_İstenen görev_
Sayfa metnine dayanarak şu soruları cevaplayın:
1. İlk otomobil hangi yıl alınmış?
2. Şu anda hangi marka ve model araba kullanılıyor?
3. Kahvaltıda muhakkak ne içiliyor?

Pazardayken çok erken kalkardım. 8 saatten az uyursam rahatsız olurum.
Kalkar kalmaz tıraş olur, banyo yaparım. Sabahın köründe de olsa duş alır çıkarım.
Mutlu kalkmak nerede? Sorumluluk sahibi insan mutlu kalkabilir mi, rüyası tatlı olabilir mi?

Hep ikinci el aldım

Hiç merakım yok. İlk otomobilimi 1973’te aldım. İkinci eldi. Hep ikinci el aldım.
Çocuklar her şeyin iyisine sahip olayım ister ama telefonu da öyle ikinci el aldım hep.
Daha çok Mercedes arabalarım oldu.
Şimdi Hyundai Sorento arabamız var.
Bana izin vermiyorlar. Arabayı da eşim kullanır. Eşim internet de kullanır.

Soğanla da mutlu olurum

İyi kahvaltı etmem; geçiştiririm. Çay muhakkak içerim.
Tatlı severim ama şekerim var; yedirmezler.
Çok yemek insanı değilim. Yemek seçmem. Çoğunlukla sebze ağırlıklı besleniyorum.
Öğlen iş yerinde ne bulursam onu yerim. Domates, soğan verseler onu da yerim. Mutlu olurum.
Artık alkol alamıyorum.
Ne desem yalan. Artık yediklerime ben karar veremiyorum. Neyi uygun bulurlarsa onu yiyorum.

_Sağlanan veriler_
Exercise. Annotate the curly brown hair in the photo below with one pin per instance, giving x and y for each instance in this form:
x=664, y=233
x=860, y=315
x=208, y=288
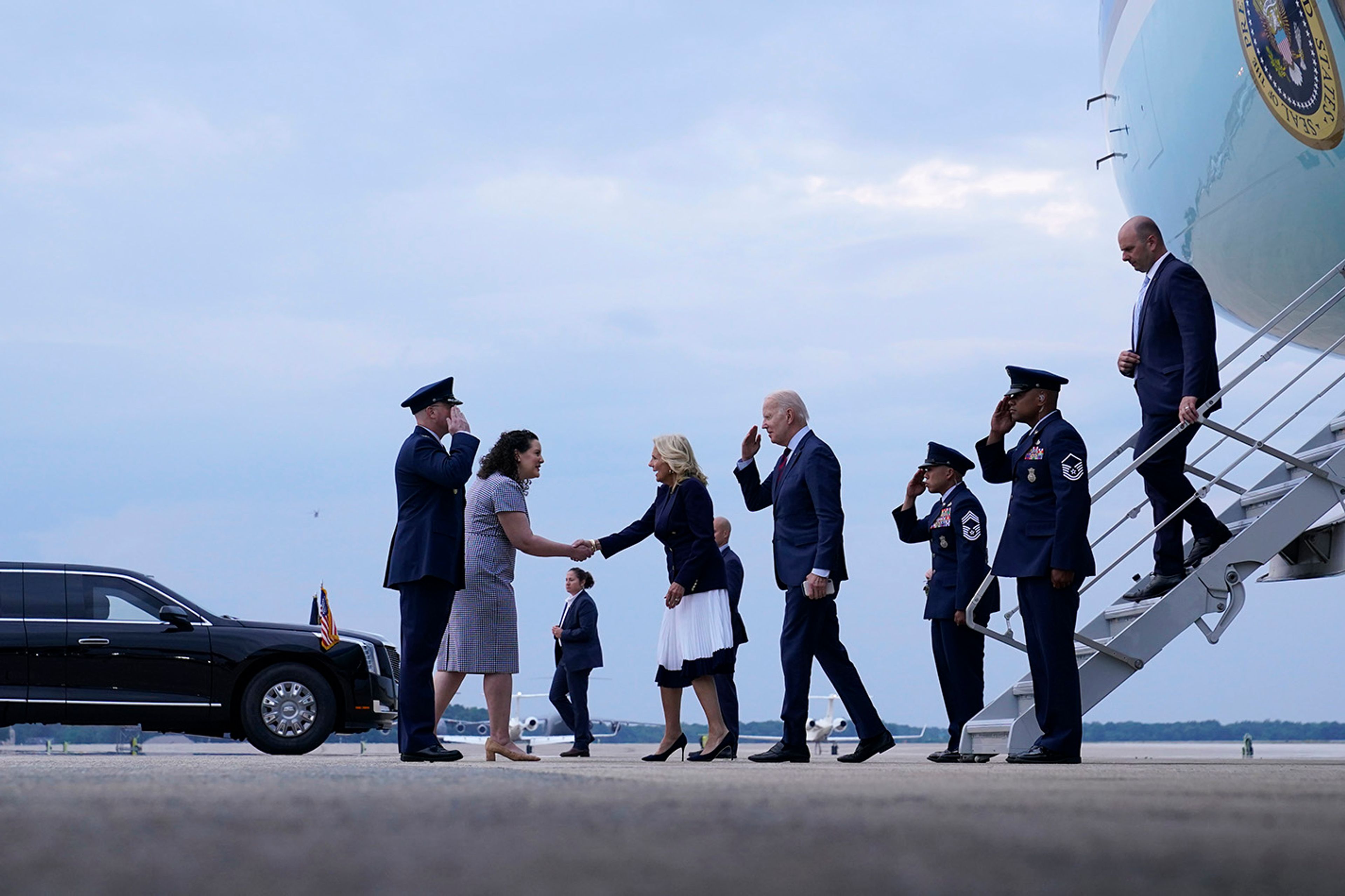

_Doğru sonuç_
1. İlk otomobil 1973'te alınmış.
2. Şu anda Hyundai Sorento marka ve model bir araba kullanılıyor.
3. Kahvaltıda muhakkak çay içiliyor.